Estimate today is 1.5 billion and not everything tallied.


----------



## Nestor_Kelebay (May 7, 2010)

My understanding is that normal house insurance covers flooding from a backed up drain pipe or leaking supply pipe, but not from overland flooding of the kind you guys experienced.  If the people affected didn't have extra coverage for overland flooding, is there any possibility your state or federal government will help out with the clean up and rebuilding costs?


----------



## oldognewtrick (May 7, 2010)

People who didn't have a rider for specific "flood insurance" may be eligible for FEMA loans. What that means, I really don't know and hope to never find out first hand.

You are correct, if they didn't have flood insurance they are out of luck from their ins company.


----------



## Nestor_Kelebay (May 8, 2010)

So, how's that going to work now...

Are insurance companies going to refuse to sell overland flood insurance to people living in Nashville cuz you guys had a close call this time?  I know when there was major flooding along the Mississippi River a few years ago, they were saying that they weren't going to sell that kind of insurance to anyone living in the Mississippi River flood plain, which basically includes all of the states on both sides of the river from Minnesota to Louisianna cuz it's such a big river.


----------



## TxBuilder (May 10, 2010)

No Nestor they won't refuse, they'll jack up the premium till it's unaffordable then drag their feet on the pay out. One of the problems I see is that living in an area that is regularly flooded rarely happens to rich folks who can afford the insurance.


----------

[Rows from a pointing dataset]
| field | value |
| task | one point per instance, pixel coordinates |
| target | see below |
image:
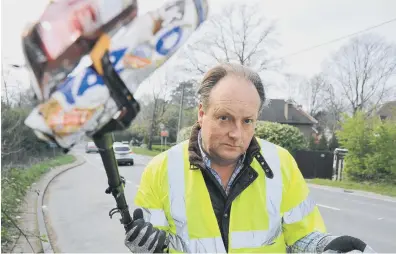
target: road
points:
(77, 209)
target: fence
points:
(315, 164)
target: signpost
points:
(164, 134)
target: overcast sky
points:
(300, 24)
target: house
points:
(387, 111)
(287, 112)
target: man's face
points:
(229, 120)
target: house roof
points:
(275, 112)
(388, 109)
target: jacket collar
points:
(195, 155)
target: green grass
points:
(144, 151)
(379, 188)
(14, 185)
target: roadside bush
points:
(371, 148)
(184, 134)
(286, 136)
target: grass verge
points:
(379, 188)
(14, 185)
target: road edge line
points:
(42, 227)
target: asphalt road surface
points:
(77, 209)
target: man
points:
(225, 190)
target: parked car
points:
(91, 147)
(123, 153)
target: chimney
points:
(287, 106)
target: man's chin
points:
(230, 156)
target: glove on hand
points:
(143, 237)
(344, 244)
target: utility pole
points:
(180, 109)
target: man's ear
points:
(200, 113)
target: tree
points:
(189, 96)
(360, 71)
(312, 143)
(370, 143)
(333, 143)
(322, 146)
(239, 34)
(156, 105)
(313, 93)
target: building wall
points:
(306, 130)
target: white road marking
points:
(329, 207)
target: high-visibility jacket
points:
(267, 216)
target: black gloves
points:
(143, 237)
(343, 244)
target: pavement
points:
(76, 209)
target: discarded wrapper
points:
(82, 104)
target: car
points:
(123, 154)
(91, 147)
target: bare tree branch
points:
(360, 71)
(239, 34)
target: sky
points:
(300, 24)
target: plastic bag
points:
(82, 103)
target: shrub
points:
(371, 148)
(286, 136)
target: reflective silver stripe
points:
(298, 213)
(155, 216)
(181, 241)
(257, 238)
(207, 245)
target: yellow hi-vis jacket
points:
(267, 216)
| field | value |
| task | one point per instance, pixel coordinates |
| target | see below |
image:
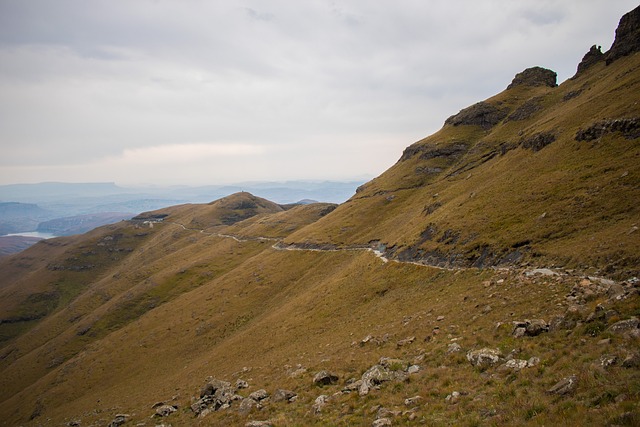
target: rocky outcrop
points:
(590, 58)
(538, 141)
(535, 76)
(485, 357)
(325, 378)
(627, 39)
(481, 114)
(565, 386)
(629, 128)
(530, 328)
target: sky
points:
(197, 92)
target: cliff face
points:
(488, 277)
(627, 39)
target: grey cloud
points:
(86, 81)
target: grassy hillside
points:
(485, 279)
(474, 196)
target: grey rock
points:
(453, 397)
(624, 326)
(325, 378)
(413, 401)
(319, 403)
(413, 369)
(534, 76)
(246, 406)
(484, 357)
(516, 364)
(565, 386)
(119, 420)
(631, 361)
(454, 348)
(381, 422)
(533, 361)
(281, 394)
(374, 376)
(165, 410)
(259, 395)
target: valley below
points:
(489, 277)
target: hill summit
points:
(488, 277)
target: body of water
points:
(33, 234)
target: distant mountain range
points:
(489, 277)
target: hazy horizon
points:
(211, 93)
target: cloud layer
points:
(207, 92)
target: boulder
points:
(319, 403)
(624, 326)
(325, 378)
(374, 376)
(165, 410)
(481, 114)
(281, 394)
(412, 401)
(246, 406)
(590, 58)
(259, 395)
(454, 348)
(119, 420)
(484, 357)
(534, 76)
(381, 422)
(565, 386)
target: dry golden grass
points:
(133, 315)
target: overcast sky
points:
(212, 91)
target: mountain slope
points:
(524, 186)
(125, 325)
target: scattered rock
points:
(624, 326)
(631, 361)
(533, 361)
(372, 377)
(165, 410)
(119, 420)
(325, 378)
(319, 403)
(405, 341)
(530, 328)
(565, 386)
(259, 395)
(538, 141)
(246, 405)
(381, 422)
(484, 357)
(608, 360)
(413, 369)
(281, 394)
(628, 127)
(516, 364)
(412, 401)
(453, 397)
(454, 348)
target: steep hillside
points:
(485, 279)
(537, 174)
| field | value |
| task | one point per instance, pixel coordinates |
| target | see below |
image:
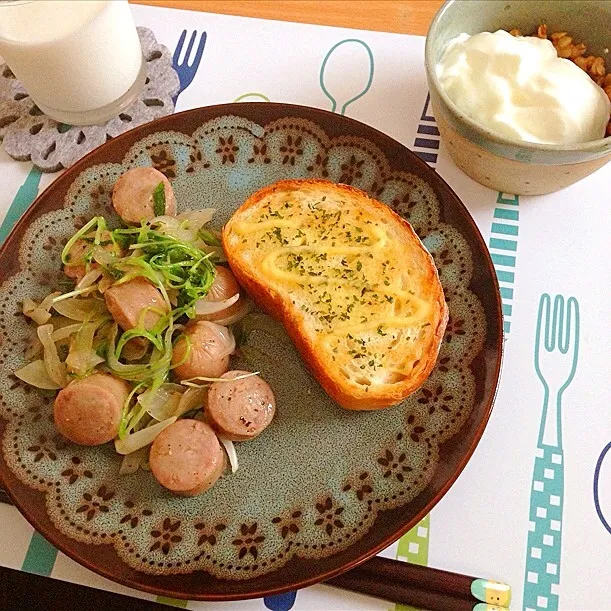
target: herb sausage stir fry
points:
(143, 341)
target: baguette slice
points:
(356, 290)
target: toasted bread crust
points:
(280, 306)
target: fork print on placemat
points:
(187, 68)
(555, 359)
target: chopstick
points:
(5, 498)
(422, 587)
(410, 584)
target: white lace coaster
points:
(28, 134)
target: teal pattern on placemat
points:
(414, 545)
(503, 245)
(40, 557)
(357, 94)
(555, 359)
(426, 143)
(21, 202)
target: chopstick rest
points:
(424, 587)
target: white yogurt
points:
(71, 55)
(518, 87)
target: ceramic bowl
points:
(505, 164)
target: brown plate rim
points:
(20, 493)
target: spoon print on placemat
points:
(351, 56)
(604, 467)
(555, 359)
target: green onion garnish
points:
(159, 199)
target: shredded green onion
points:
(159, 199)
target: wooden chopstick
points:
(414, 585)
(5, 498)
(422, 587)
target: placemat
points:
(533, 506)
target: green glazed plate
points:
(323, 488)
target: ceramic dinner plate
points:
(323, 488)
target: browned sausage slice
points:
(132, 195)
(75, 267)
(88, 411)
(208, 353)
(187, 457)
(241, 409)
(126, 303)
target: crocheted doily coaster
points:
(28, 134)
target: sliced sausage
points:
(135, 303)
(187, 457)
(224, 286)
(75, 267)
(241, 409)
(204, 352)
(132, 195)
(88, 411)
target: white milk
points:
(73, 57)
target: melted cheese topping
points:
(355, 285)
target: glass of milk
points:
(80, 60)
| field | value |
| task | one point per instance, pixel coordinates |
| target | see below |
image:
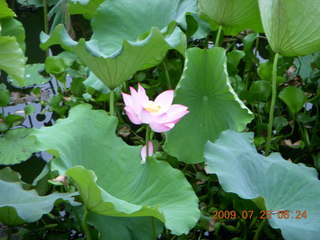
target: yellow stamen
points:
(152, 107)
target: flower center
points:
(152, 107)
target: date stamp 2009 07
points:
(281, 214)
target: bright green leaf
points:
(291, 26)
(4, 95)
(259, 91)
(29, 109)
(294, 97)
(282, 184)
(234, 57)
(95, 83)
(56, 64)
(16, 146)
(234, 15)
(86, 7)
(32, 75)
(123, 42)
(205, 89)
(37, 3)
(5, 11)
(112, 180)
(119, 228)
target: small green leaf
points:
(282, 184)
(56, 65)
(16, 146)
(87, 8)
(291, 26)
(32, 75)
(29, 109)
(12, 27)
(234, 59)
(4, 95)
(259, 91)
(294, 97)
(108, 173)
(234, 15)
(119, 228)
(18, 205)
(12, 59)
(5, 11)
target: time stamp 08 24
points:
(281, 214)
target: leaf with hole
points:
(108, 173)
(205, 89)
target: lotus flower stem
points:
(85, 224)
(259, 230)
(169, 85)
(147, 141)
(273, 102)
(218, 36)
(45, 21)
(111, 103)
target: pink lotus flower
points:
(160, 114)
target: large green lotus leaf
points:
(5, 11)
(233, 15)
(12, 59)
(111, 180)
(291, 26)
(282, 184)
(205, 89)
(16, 146)
(123, 42)
(119, 228)
(18, 205)
(12, 27)
(86, 7)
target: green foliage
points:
(212, 103)
(18, 205)
(16, 146)
(154, 189)
(234, 16)
(115, 56)
(159, 45)
(126, 228)
(294, 97)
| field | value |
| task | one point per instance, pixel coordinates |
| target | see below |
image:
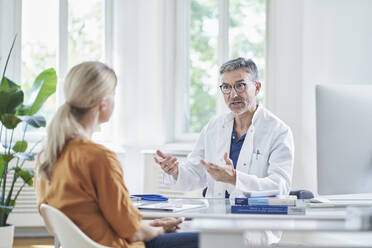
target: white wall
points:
(314, 42)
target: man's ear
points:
(102, 105)
(258, 88)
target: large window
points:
(61, 34)
(243, 37)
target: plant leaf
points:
(34, 120)
(25, 156)
(20, 146)
(6, 209)
(26, 175)
(6, 157)
(10, 121)
(6, 83)
(10, 99)
(43, 87)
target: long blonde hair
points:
(86, 85)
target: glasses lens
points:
(225, 88)
(240, 87)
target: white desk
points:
(219, 228)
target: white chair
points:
(65, 230)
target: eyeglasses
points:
(238, 87)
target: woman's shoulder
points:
(88, 150)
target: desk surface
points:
(221, 208)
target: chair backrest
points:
(67, 232)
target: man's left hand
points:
(222, 173)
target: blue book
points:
(267, 209)
(282, 200)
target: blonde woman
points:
(85, 180)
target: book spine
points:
(266, 201)
(289, 210)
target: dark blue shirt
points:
(235, 147)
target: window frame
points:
(62, 56)
(182, 72)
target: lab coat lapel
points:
(223, 145)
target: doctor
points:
(246, 150)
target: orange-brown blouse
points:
(87, 185)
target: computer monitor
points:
(344, 139)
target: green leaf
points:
(43, 87)
(6, 83)
(10, 99)
(25, 156)
(34, 120)
(10, 121)
(6, 157)
(6, 209)
(2, 166)
(26, 175)
(20, 146)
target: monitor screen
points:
(344, 139)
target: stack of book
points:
(282, 204)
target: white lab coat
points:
(265, 162)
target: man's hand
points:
(222, 173)
(168, 164)
(169, 224)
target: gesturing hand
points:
(222, 173)
(169, 224)
(168, 164)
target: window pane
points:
(39, 45)
(247, 33)
(203, 63)
(86, 31)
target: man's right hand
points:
(167, 163)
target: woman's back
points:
(87, 185)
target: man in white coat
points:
(248, 150)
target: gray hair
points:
(234, 64)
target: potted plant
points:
(14, 153)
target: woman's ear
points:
(102, 105)
(258, 87)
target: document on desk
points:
(341, 204)
(173, 205)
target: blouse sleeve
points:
(113, 197)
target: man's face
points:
(240, 102)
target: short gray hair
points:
(234, 64)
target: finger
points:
(157, 160)
(157, 223)
(170, 169)
(160, 154)
(173, 171)
(205, 163)
(173, 160)
(227, 159)
(167, 159)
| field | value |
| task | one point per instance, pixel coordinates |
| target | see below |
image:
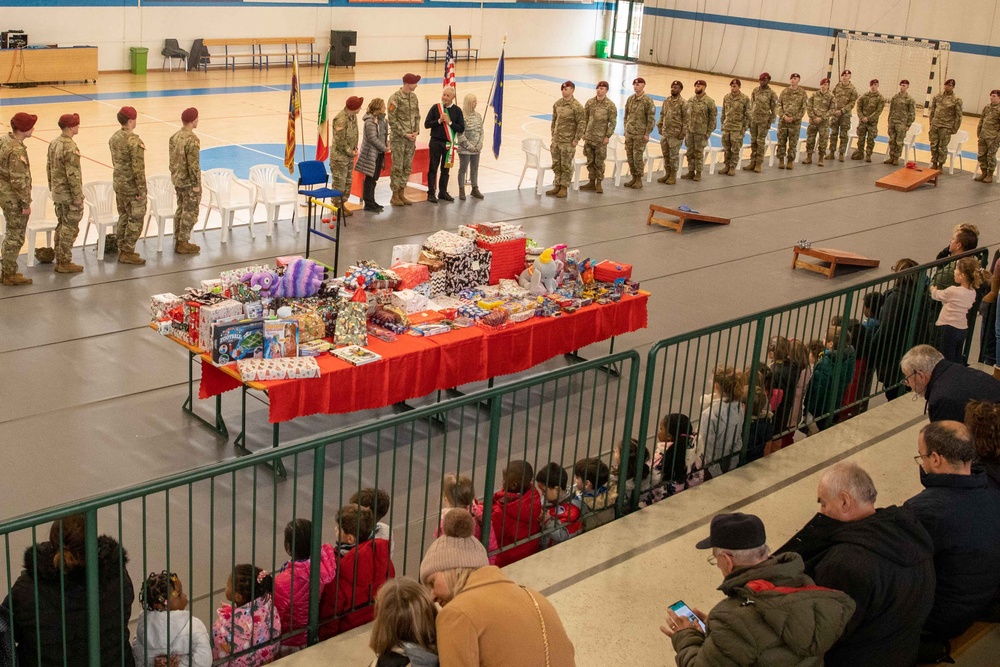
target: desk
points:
(71, 63)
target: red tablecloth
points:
(413, 366)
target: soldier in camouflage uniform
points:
(672, 127)
(15, 193)
(902, 113)
(988, 132)
(791, 107)
(600, 116)
(185, 174)
(763, 111)
(819, 109)
(945, 119)
(840, 122)
(735, 121)
(567, 131)
(344, 150)
(404, 125)
(66, 186)
(128, 157)
(640, 118)
(701, 123)
(870, 107)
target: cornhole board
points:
(683, 216)
(832, 257)
(905, 179)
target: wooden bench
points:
(434, 50)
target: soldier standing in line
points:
(870, 107)
(672, 127)
(819, 109)
(128, 157)
(640, 118)
(185, 174)
(66, 186)
(735, 120)
(763, 111)
(791, 107)
(902, 113)
(945, 119)
(988, 133)
(600, 116)
(404, 126)
(15, 193)
(840, 123)
(567, 130)
(701, 123)
(344, 150)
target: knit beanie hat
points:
(456, 548)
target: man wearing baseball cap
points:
(15, 193)
(762, 593)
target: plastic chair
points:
(162, 201)
(228, 194)
(274, 190)
(536, 157)
(37, 222)
(102, 213)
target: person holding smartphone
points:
(750, 626)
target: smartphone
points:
(684, 611)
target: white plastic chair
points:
(162, 205)
(37, 222)
(537, 157)
(228, 194)
(102, 213)
(274, 190)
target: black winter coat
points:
(962, 515)
(886, 564)
(46, 638)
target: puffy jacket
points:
(773, 615)
(291, 592)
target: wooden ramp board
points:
(905, 179)
(832, 257)
(682, 217)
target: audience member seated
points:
(883, 558)
(363, 565)
(962, 514)
(485, 618)
(751, 625)
(945, 385)
(51, 629)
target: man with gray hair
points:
(750, 627)
(945, 385)
(883, 558)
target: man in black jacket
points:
(962, 514)
(882, 558)
(947, 386)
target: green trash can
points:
(138, 54)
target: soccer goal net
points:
(890, 58)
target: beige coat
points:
(493, 622)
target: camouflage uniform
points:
(946, 118)
(567, 127)
(846, 96)
(870, 106)
(404, 118)
(599, 120)
(66, 186)
(640, 118)
(902, 113)
(735, 121)
(185, 174)
(15, 196)
(128, 156)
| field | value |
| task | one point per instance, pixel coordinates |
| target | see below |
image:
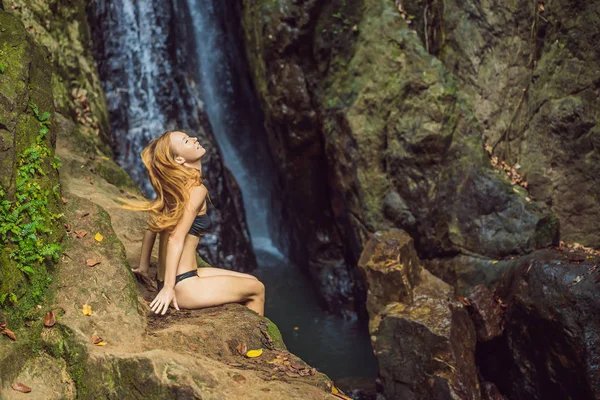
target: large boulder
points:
(531, 76)
(551, 344)
(186, 354)
(349, 88)
(422, 336)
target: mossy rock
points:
(26, 80)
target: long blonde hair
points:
(171, 182)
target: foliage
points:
(25, 221)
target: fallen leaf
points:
(464, 300)
(9, 333)
(91, 262)
(19, 387)
(241, 348)
(96, 339)
(49, 320)
(253, 353)
(86, 310)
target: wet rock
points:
(391, 268)
(423, 338)
(489, 391)
(401, 146)
(48, 379)
(530, 74)
(551, 345)
(173, 97)
(485, 313)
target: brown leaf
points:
(91, 262)
(10, 334)
(19, 387)
(464, 300)
(97, 340)
(296, 366)
(242, 348)
(49, 320)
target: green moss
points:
(115, 175)
(275, 335)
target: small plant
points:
(24, 221)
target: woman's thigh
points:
(209, 271)
(212, 291)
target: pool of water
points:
(337, 347)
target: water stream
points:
(138, 78)
(333, 345)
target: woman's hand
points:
(141, 275)
(162, 300)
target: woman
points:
(173, 162)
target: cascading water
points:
(148, 58)
(233, 120)
(337, 347)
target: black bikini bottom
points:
(179, 278)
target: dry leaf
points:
(9, 333)
(86, 310)
(19, 387)
(49, 320)
(91, 262)
(253, 353)
(241, 348)
(98, 341)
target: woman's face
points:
(186, 148)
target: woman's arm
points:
(175, 244)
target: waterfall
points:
(233, 117)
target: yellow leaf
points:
(254, 353)
(86, 310)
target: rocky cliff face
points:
(146, 61)
(188, 355)
(531, 76)
(378, 133)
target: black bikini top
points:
(201, 224)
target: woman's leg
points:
(196, 292)
(208, 271)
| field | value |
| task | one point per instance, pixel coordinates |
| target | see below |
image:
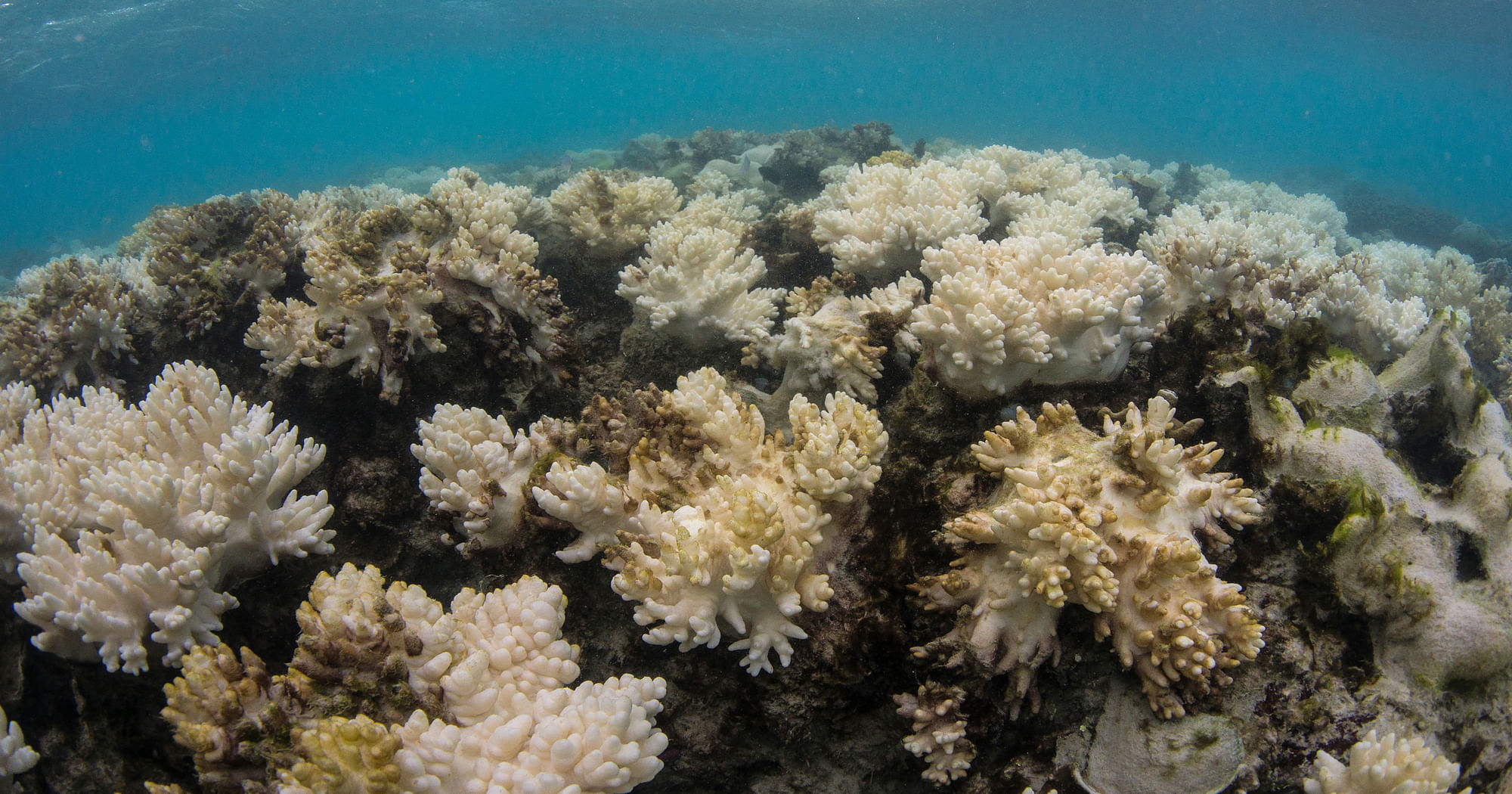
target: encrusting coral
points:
(1109, 523)
(391, 692)
(719, 523)
(131, 520)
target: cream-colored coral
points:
(1109, 523)
(479, 470)
(1059, 193)
(881, 219)
(698, 281)
(720, 527)
(16, 755)
(1384, 766)
(940, 731)
(1033, 309)
(137, 516)
(610, 214)
(507, 718)
(1281, 270)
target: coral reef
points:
(720, 523)
(131, 520)
(1384, 766)
(1108, 523)
(867, 330)
(489, 683)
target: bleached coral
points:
(835, 341)
(940, 731)
(1384, 766)
(137, 516)
(1109, 523)
(698, 279)
(881, 219)
(509, 719)
(1033, 309)
(610, 214)
(719, 524)
(479, 470)
(1058, 193)
(379, 279)
(1280, 270)
(16, 755)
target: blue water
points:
(110, 108)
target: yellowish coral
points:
(1109, 523)
(719, 526)
(1384, 766)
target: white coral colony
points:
(131, 518)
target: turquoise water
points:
(113, 108)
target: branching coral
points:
(610, 214)
(218, 253)
(379, 276)
(940, 731)
(16, 755)
(479, 470)
(73, 318)
(722, 524)
(492, 678)
(1033, 309)
(1384, 766)
(837, 341)
(137, 516)
(698, 281)
(1108, 523)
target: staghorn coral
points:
(1384, 766)
(720, 524)
(1033, 309)
(379, 278)
(837, 341)
(1109, 523)
(940, 731)
(134, 518)
(72, 320)
(698, 281)
(479, 470)
(607, 216)
(492, 675)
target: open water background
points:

Tasks to complete:
**A)** Reproduce word for word the passage of the forum thread on flood insurance that runs from "## TxBuilder (May" up to and including "afford the insurance.".
**B)** Rewrite the rows as a numbered list, starting at the line that contains "target: staghorn coral" and continuing through the final line of the rows, with both ends included and blank lines left out.

Task-by-task solutions:
**A)**
## TxBuilder (May 10, 2010)

No Nestor they won't refuse, they'll jack up the premium till it's unaffordable then drag their feet on the pay out. One of the problems I see is that living in an area that is regularly flooded rarely happens to rich folks who can afford the insurance.

**B)**
1. target: staghorn coral
2. points:
3. (1384, 766)
4. (720, 524)
5. (1033, 309)
6. (379, 278)
7. (837, 341)
8. (1109, 523)
9. (940, 731)
10. (134, 518)
11. (72, 320)
12. (698, 281)
13. (479, 470)
14. (607, 216)
15. (492, 675)
16. target: open water background
17. points:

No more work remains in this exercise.